What you should do: Reproduce without change the lines of the items below, beginning with the line containing "Tag each white door trim in this screenshot." and ending with the final line of the items.

Raw records
-- Begin --

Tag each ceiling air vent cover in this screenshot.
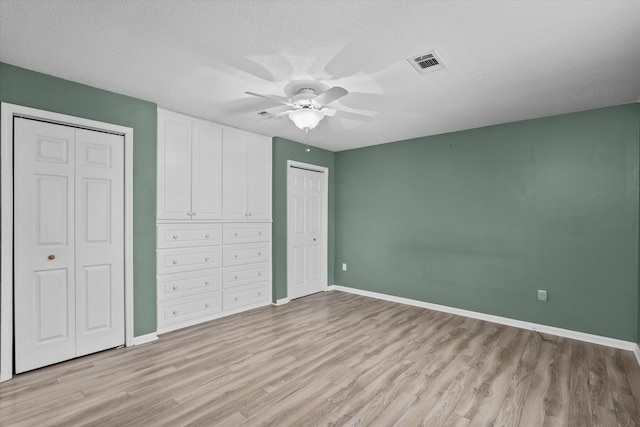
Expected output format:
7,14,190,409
407,50,445,74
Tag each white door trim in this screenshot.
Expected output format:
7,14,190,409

-- End --

Task result:
Tag each white door trim in this screenshot.
Expected output format:
7,14,190,409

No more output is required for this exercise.